WHAT IS REQUIRED: Take the data below. Output it exactly from its first line through the line containing "Where can you see the lake".

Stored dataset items
· · · · · · ·
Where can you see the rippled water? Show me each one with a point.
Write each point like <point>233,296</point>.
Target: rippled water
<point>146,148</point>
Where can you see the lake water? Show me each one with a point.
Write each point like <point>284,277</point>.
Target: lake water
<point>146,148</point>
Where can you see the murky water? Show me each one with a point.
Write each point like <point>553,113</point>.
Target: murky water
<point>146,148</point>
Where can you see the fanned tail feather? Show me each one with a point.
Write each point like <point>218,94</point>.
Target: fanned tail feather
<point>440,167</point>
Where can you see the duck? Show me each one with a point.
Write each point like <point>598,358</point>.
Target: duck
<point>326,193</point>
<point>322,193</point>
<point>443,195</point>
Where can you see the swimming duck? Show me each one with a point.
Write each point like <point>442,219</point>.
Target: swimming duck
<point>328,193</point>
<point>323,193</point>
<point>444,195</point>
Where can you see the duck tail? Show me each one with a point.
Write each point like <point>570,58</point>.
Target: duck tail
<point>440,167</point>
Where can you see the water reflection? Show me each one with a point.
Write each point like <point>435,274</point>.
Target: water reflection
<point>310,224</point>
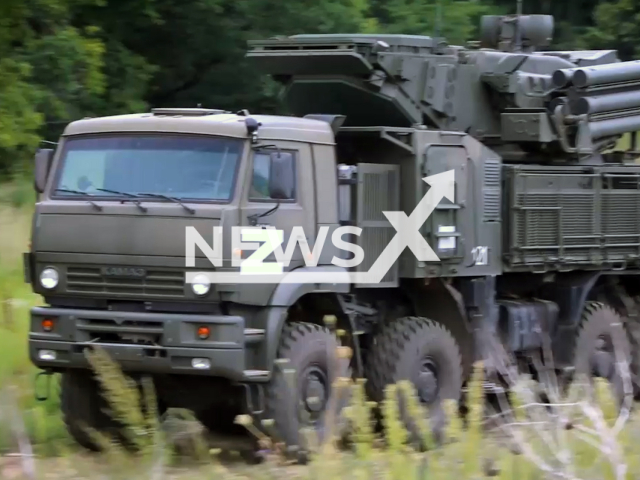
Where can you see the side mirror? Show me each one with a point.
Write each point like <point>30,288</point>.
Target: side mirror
<point>281,176</point>
<point>44,156</point>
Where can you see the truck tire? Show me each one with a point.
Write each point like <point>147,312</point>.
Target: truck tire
<point>83,407</point>
<point>312,353</point>
<point>427,354</point>
<point>594,354</point>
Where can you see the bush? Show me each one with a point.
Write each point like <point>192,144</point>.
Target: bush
<point>578,436</point>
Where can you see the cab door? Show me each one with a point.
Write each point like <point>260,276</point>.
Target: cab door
<point>297,211</point>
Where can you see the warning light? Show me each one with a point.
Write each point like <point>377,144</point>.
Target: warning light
<point>47,324</point>
<point>203,333</point>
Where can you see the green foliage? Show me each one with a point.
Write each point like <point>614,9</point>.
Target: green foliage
<point>61,60</point>
<point>616,27</point>
<point>457,20</point>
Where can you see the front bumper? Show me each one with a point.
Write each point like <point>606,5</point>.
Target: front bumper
<point>170,341</point>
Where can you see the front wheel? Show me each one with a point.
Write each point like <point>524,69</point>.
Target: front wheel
<point>425,353</point>
<point>84,408</point>
<point>302,400</point>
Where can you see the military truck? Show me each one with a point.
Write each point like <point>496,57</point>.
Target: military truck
<point>535,224</point>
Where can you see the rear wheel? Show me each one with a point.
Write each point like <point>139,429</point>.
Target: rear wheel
<point>601,344</point>
<point>425,353</point>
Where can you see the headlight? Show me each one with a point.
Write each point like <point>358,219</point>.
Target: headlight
<point>201,285</point>
<point>49,278</point>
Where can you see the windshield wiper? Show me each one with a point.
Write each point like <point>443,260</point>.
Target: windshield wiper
<point>173,199</point>
<point>78,192</point>
<point>126,194</point>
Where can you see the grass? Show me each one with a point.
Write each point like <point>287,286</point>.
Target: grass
<point>574,439</point>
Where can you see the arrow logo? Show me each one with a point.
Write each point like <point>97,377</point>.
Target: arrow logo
<point>442,185</point>
<point>408,228</point>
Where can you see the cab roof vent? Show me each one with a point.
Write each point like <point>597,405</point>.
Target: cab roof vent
<point>186,112</point>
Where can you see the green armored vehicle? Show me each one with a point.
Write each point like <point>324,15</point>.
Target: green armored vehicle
<point>494,163</point>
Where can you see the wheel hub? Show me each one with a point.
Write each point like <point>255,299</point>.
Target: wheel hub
<point>427,382</point>
<point>314,392</point>
<point>602,360</point>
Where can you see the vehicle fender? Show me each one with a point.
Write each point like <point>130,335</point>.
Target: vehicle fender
<point>287,293</point>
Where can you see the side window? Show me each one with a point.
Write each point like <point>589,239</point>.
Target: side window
<point>261,172</point>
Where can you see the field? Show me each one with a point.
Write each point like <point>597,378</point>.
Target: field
<point>574,439</point>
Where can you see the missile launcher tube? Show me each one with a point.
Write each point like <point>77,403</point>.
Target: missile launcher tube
<point>606,74</point>
<point>614,126</point>
<point>605,103</point>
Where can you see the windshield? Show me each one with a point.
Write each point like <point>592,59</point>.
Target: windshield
<point>184,167</point>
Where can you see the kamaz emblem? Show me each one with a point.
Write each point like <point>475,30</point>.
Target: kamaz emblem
<point>123,272</point>
<point>480,256</point>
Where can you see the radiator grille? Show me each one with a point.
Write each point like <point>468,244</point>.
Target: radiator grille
<point>156,283</point>
<point>378,191</point>
<point>491,190</point>
<point>579,219</point>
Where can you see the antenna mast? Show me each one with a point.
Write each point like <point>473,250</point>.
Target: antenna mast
<point>438,25</point>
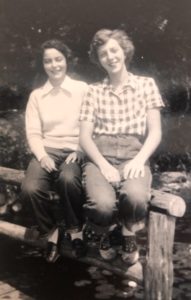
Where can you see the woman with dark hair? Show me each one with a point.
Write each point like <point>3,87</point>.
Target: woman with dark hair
<point>120,129</point>
<point>52,129</point>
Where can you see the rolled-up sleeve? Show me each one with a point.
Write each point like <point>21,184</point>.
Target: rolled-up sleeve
<point>153,97</point>
<point>34,127</point>
<point>87,112</point>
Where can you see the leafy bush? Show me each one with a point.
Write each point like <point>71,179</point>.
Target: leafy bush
<point>14,151</point>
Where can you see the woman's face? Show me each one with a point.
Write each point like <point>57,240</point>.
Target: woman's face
<point>111,57</point>
<point>55,65</point>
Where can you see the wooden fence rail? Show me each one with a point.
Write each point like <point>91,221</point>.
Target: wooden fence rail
<point>157,275</point>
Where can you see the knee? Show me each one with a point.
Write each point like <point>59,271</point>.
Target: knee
<point>136,196</point>
<point>70,175</point>
<point>28,189</point>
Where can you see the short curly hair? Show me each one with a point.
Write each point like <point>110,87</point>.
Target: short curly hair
<point>103,35</point>
<point>57,44</point>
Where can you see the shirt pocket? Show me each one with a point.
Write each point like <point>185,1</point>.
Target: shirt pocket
<point>139,108</point>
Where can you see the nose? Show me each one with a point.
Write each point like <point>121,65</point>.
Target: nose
<point>110,55</point>
<point>54,63</point>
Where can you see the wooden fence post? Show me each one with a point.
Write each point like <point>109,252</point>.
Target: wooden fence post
<point>164,209</point>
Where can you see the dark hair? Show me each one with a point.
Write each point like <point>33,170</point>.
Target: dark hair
<point>41,76</point>
<point>103,35</point>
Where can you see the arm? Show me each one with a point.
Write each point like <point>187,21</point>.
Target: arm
<point>135,167</point>
<point>35,136</point>
<point>87,143</point>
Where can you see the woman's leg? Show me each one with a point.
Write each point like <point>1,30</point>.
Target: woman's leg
<point>134,195</point>
<point>133,203</point>
<point>69,187</point>
<point>100,208</point>
<point>101,198</point>
<point>35,188</point>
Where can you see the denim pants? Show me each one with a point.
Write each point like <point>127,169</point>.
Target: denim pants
<point>107,203</point>
<point>67,182</point>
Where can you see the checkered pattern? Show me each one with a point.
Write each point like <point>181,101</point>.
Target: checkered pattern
<point>123,112</point>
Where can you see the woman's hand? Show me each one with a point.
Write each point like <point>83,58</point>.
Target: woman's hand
<point>110,173</point>
<point>48,164</point>
<point>133,169</point>
<point>75,156</point>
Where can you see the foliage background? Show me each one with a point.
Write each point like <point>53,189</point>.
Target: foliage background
<point>161,33</point>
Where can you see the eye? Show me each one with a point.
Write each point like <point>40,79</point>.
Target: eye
<point>114,50</point>
<point>102,54</point>
<point>59,58</point>
<point>46,61</point>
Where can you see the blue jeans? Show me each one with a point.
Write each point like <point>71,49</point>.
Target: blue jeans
<point>107,203</point>
<point>67,182</point>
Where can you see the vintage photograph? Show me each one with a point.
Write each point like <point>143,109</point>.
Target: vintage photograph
<point>95,149</point>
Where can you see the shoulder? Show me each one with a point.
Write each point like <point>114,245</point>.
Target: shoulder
<point>79,84</point>
<point>144,80</point>
<point>36,94</point>
<point>96,86</point>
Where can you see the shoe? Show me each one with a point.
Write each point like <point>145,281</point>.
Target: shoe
<point>79,247</point>
<point>90,237</point>
<point>52,254</point>
<point>130,253</point>
<point>105,249</point>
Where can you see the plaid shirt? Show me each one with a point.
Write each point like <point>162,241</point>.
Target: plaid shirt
<point>122,112</point>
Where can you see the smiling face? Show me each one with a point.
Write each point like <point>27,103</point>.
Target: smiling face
<point>111,57</point>
<point>55,65</point>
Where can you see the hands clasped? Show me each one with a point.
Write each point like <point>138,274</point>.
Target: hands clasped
<point>133,169</point>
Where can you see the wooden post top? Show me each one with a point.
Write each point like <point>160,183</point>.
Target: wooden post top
<point>167,203</point>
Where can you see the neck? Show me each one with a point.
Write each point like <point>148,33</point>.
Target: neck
<point>117,79</point>
<point>56,83</point>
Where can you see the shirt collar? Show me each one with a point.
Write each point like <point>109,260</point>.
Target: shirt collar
<point>67,85</point>
<point>129,82</point>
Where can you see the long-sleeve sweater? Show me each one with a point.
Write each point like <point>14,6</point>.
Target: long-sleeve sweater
<point>52,116</point>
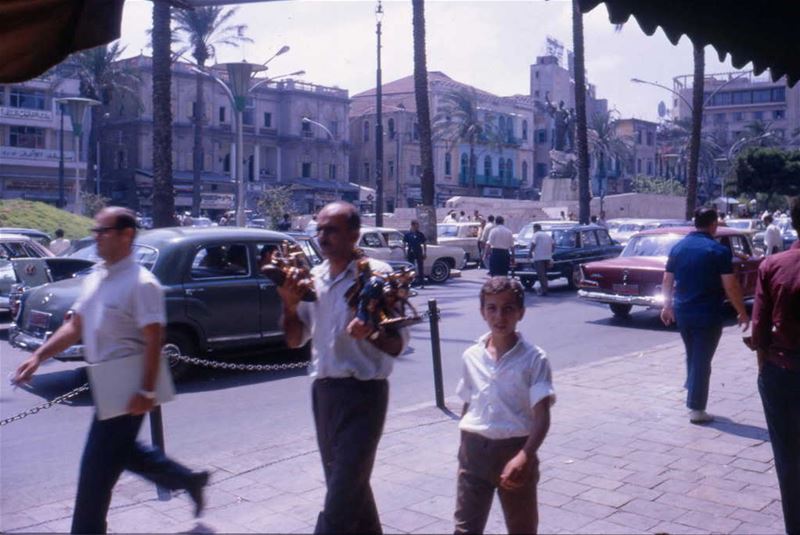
· · · · · · ·
SOLUTION BELOW:
Where can you see the rippled water? Show me each one with a point.
Write each point like <point>233,296</point>.
Target: rippled water
<point>146,148</point>
Where can you see the lake water? Show me each one with a point.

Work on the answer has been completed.